> Exercise description:
Carry on the biographical text about Sabine Weyand below, starting right after its final sentence.

German civil servant

Sabine Weyand (born 1964) is a European Union senior official from Germany. She has played a prominent role in trade negotiations, as an EU co-negotiator for the TTIP and CETA agreements, and in EU Brexit negotiations.

Since 1 June 2019, Weyand has been the EU Director-General for Trade.

== Early life and education ==
Sabine Weyand, the daughter of Heinrich Weyand (1927–2014) and his wife Magda (née Spurk), was born in Saarland and grew up in Körprich, a district of Nalbach. Her father was surveyor in the surveying office of the Saarlouis district as well as mayor of Körprich for the CDU from 1972 to 1989. She has two older siblings, Wolfgang and Waltraud. Weyand was a student at the University of Freiburg from 1983, studying Political Science, Economics, English and Linguistics, including a year of study at the University of Cambridge from 1986 to 1987. In 1991 she received her diploma in Advanced European Studies from the College of Europe. This was followed by a doctorate in political science from the University of Tübingen, which she received in 1995. The topic of her dissertation was the common transport policy of the EU.

== Career ==
Weyand has worked for the European Commission since 1994. Her first position was in the Directorate-General for Industry, where she worked with the automotive industry outside Europe. From 1997 to 1999 she was in the Foreign Relations Department, where she also dealt with economic issues and prepared for the G7 / G8 Summits. From 1999, she was on the staff of EU Commissioner for Trade Pascal Lamy. She then headed the staff of the Commissioner for Development Assistance and Humanitarian Aid, Louis Michel, from 2004 to 2007. This was followed by a consultant role to Commission President José Manuel Barroso, from 2007 to 2009, where amongst other things she was involved in international climate and energy negotiations.

(Records from a collection)
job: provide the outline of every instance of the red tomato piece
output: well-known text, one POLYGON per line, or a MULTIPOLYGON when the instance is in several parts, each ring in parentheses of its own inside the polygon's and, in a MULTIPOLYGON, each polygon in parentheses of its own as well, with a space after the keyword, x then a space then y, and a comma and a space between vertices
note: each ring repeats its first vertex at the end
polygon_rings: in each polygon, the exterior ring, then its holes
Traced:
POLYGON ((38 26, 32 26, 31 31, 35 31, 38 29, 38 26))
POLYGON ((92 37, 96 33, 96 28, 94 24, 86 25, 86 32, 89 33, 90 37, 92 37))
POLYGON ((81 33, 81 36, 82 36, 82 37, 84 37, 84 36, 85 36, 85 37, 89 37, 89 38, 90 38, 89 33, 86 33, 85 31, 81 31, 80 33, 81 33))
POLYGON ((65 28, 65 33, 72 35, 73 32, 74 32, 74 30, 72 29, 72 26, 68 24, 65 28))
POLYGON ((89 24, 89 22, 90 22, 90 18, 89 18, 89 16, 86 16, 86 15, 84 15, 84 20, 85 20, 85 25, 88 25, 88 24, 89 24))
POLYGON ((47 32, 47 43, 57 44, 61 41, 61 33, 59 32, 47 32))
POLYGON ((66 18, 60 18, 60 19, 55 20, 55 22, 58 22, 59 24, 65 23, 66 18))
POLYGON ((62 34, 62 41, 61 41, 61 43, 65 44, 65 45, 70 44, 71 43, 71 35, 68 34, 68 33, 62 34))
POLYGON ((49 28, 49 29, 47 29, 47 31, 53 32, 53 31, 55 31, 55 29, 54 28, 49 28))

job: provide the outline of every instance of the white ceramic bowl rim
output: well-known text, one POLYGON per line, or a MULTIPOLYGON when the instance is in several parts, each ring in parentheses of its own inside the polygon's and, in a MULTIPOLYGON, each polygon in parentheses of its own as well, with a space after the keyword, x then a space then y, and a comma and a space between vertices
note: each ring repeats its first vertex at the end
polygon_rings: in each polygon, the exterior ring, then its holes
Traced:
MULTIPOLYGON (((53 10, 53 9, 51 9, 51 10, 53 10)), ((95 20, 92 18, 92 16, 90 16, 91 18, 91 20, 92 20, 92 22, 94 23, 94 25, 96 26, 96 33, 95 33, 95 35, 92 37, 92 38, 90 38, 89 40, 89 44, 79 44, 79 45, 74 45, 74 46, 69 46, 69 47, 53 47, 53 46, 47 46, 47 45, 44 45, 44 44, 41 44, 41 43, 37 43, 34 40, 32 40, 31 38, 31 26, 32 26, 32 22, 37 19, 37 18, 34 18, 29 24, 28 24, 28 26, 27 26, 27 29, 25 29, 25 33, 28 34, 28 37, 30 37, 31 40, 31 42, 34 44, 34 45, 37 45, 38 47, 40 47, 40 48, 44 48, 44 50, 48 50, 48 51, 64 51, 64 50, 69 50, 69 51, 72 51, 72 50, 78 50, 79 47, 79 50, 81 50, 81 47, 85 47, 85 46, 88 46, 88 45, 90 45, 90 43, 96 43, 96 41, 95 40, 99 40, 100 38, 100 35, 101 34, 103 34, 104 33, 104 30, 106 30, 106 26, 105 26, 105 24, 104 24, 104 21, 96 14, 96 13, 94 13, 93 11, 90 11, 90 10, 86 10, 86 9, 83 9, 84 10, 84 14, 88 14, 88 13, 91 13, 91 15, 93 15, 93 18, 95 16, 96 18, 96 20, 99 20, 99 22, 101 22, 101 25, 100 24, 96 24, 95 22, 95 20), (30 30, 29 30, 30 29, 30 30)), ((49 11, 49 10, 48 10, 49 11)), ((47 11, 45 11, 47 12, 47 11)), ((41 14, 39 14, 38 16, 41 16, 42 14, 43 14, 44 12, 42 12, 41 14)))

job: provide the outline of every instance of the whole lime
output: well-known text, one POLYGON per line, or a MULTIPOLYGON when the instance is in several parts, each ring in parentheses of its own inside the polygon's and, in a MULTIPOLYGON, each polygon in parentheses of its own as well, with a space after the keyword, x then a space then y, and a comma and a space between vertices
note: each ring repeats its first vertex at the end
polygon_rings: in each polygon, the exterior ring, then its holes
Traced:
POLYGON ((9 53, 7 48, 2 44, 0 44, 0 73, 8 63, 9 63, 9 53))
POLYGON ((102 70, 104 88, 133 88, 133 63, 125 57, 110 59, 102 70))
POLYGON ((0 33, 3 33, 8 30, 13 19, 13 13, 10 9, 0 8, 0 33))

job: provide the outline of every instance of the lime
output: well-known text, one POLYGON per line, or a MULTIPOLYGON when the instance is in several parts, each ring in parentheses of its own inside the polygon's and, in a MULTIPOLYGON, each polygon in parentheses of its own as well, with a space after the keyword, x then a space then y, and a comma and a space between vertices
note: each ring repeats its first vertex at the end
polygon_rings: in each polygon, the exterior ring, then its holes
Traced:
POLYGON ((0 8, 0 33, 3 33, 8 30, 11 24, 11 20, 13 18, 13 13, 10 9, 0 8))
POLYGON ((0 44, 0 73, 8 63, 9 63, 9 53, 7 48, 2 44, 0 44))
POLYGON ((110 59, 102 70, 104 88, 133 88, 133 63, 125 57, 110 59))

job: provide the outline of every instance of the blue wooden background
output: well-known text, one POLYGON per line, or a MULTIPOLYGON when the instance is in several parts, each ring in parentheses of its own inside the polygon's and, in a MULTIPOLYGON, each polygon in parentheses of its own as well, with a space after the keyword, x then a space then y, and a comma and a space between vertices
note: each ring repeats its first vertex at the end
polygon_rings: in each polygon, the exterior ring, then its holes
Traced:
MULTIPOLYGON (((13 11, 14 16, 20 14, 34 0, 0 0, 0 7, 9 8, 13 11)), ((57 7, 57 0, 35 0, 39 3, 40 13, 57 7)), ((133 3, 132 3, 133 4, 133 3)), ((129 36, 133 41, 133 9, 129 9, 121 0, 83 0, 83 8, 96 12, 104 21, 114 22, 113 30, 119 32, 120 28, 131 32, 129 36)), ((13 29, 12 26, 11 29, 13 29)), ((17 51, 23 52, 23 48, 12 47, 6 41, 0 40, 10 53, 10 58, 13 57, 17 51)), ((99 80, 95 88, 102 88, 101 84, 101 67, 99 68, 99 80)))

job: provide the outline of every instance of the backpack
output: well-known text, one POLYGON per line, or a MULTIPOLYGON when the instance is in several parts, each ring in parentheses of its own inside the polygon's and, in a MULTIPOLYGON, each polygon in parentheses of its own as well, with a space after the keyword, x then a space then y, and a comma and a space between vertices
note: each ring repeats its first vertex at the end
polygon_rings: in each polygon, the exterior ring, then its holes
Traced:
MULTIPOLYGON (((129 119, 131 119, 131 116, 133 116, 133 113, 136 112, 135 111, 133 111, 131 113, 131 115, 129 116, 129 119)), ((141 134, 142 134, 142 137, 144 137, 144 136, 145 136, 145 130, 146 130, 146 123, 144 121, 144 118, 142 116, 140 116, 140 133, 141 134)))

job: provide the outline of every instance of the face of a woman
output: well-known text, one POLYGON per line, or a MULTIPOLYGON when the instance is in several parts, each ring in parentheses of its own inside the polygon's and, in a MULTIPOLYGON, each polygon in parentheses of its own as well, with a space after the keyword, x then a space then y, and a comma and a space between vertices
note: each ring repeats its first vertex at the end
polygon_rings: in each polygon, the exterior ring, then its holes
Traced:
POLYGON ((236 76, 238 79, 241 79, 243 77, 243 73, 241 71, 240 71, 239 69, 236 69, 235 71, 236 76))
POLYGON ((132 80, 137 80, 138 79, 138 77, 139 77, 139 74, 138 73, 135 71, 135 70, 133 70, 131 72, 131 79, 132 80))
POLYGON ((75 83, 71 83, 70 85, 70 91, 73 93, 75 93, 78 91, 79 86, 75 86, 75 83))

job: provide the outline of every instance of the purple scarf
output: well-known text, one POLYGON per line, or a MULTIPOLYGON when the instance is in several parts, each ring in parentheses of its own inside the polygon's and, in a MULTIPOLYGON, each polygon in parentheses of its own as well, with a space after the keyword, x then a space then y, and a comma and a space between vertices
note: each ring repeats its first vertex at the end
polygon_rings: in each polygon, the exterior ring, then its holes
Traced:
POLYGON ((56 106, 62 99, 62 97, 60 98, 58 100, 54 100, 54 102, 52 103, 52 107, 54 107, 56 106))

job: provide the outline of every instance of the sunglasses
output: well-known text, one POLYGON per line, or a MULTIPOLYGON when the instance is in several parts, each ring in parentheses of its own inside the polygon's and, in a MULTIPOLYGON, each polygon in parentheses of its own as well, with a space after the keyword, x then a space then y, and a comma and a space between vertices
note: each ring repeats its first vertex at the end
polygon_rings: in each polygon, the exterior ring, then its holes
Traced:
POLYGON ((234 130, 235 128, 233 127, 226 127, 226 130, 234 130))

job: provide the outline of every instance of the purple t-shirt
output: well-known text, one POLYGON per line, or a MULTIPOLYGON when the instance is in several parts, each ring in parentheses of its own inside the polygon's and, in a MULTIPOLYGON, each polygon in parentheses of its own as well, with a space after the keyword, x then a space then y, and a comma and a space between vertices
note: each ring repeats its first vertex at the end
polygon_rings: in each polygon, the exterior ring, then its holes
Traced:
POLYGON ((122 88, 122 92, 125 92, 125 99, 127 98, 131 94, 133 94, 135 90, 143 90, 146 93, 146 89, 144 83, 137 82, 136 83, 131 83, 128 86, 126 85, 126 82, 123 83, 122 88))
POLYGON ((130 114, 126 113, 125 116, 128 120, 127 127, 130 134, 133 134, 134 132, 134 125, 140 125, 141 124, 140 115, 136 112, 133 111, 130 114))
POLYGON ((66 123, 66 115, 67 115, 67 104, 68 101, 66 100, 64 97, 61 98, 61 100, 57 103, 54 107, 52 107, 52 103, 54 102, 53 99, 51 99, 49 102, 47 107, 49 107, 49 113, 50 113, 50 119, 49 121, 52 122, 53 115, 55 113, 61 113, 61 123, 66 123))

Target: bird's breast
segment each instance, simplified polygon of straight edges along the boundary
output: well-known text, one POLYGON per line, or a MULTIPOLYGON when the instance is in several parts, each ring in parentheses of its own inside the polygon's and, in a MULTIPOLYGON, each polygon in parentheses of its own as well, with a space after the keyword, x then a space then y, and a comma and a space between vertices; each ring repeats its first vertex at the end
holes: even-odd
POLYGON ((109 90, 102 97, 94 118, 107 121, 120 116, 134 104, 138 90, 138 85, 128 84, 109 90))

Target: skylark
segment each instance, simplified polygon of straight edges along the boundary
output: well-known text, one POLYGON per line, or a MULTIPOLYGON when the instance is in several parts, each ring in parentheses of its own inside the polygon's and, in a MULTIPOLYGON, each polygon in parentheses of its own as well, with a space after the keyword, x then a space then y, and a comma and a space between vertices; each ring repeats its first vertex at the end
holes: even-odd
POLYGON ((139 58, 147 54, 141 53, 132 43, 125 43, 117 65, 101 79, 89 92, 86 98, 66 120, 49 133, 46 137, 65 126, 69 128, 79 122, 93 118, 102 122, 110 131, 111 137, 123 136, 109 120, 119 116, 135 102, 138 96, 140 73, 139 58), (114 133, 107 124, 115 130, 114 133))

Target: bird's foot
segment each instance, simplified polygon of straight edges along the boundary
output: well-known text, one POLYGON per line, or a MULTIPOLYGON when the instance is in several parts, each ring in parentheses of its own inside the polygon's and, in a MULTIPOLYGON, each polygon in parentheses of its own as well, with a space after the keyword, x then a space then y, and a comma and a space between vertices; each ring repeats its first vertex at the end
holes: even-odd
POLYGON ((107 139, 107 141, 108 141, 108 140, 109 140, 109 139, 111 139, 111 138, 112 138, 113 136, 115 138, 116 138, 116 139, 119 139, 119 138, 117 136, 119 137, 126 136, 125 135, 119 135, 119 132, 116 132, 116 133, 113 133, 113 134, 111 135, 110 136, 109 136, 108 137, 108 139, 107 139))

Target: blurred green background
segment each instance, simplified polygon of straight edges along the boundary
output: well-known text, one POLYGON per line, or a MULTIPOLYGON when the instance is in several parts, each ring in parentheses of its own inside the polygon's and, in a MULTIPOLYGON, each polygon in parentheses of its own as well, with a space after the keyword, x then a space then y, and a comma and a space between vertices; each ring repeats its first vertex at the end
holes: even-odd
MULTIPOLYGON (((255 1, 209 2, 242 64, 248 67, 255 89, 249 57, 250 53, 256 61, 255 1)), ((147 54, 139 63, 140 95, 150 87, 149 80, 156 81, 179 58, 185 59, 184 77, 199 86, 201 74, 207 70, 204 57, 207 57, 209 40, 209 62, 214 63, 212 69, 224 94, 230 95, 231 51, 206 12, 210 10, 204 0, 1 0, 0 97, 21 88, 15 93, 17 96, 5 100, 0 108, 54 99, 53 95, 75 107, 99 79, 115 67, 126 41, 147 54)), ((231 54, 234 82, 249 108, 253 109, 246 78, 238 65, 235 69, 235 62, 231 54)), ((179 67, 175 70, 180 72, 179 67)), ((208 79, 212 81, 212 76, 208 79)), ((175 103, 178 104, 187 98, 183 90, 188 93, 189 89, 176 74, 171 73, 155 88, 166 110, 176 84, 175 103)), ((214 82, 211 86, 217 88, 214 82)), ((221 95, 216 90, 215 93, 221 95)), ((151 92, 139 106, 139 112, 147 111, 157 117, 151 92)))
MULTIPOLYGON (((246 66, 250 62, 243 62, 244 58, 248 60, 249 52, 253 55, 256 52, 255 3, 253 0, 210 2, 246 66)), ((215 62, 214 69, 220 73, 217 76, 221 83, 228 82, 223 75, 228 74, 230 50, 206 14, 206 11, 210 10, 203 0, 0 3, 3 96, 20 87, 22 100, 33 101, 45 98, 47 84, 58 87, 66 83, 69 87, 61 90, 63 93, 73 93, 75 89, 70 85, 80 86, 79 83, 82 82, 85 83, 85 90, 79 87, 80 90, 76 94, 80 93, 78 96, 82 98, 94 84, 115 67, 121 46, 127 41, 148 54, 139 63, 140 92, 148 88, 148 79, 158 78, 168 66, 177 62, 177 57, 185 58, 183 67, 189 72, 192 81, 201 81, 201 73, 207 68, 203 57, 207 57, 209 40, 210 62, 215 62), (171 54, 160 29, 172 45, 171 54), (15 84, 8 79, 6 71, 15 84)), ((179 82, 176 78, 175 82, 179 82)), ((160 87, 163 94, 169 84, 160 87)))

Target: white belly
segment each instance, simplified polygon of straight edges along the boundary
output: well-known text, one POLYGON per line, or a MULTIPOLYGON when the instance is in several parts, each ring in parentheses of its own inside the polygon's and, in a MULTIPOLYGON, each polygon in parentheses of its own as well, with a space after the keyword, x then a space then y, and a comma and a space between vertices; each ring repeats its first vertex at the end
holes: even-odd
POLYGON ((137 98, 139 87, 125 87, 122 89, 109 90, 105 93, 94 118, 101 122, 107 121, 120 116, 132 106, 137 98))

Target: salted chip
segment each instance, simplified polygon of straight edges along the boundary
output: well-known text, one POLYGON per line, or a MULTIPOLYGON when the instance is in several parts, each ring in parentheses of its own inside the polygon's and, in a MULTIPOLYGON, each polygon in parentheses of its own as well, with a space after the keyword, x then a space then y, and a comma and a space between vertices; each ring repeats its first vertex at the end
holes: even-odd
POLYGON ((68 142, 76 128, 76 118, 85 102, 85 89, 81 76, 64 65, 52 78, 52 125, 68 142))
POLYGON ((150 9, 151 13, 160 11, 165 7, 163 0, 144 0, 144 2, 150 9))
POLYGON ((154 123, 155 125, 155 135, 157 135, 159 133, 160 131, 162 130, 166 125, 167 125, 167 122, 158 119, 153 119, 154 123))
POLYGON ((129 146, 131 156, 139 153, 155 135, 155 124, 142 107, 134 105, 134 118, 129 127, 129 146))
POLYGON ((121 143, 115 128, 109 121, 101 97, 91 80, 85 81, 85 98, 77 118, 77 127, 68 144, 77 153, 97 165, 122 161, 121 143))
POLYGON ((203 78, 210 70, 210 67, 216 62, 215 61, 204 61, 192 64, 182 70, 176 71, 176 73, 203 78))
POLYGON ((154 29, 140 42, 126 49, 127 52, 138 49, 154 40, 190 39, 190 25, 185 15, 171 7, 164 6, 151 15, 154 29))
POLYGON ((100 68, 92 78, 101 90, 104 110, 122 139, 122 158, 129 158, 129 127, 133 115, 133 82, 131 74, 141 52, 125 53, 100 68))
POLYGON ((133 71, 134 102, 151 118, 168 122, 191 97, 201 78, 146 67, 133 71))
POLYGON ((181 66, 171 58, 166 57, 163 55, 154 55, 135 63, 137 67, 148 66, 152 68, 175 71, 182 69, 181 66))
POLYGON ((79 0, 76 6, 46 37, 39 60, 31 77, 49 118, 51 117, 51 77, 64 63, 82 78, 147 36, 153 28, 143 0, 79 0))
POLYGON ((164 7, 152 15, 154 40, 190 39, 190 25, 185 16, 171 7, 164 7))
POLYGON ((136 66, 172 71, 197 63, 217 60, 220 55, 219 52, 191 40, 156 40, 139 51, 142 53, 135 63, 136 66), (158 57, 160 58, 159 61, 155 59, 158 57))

> Written reply:
From 2009 to 2012 Weyand was the representative of the European Commission to the Committee of Permanent Representatives of the Member States (Coreper I). From 2012, she was then director of the EU Secretariat-General responsible for policy coordination. She also dealt with EU international negotiations such as TTIP with the US, CETA with Canada, EU neighbours and the WTO.

In March 2016, Weyand became Deputy Director-General of the Directorate-General for Trade, responsible for Units E (Neighbourhoods, USA and Canada), F (WTO, Legal Affairs and Trade), G (Trade Strategy and Analysis, Market Access) and H (Trade Defence Instruments).

=== EU Deputy Chief Negotiator for the Brexit process ===

In 2016, Weyand was appointed Deputy Chief Negotiator for the Brexit process, acting as second to EU negotiator Michel Barnier, with effect from 1 October.

Following this appointment the Politico news website listed her as one of the ten most influential women in Brussels, while her interaction with her British opposite number Oliver Robbins was described as "the real engine room" of the Brexit process.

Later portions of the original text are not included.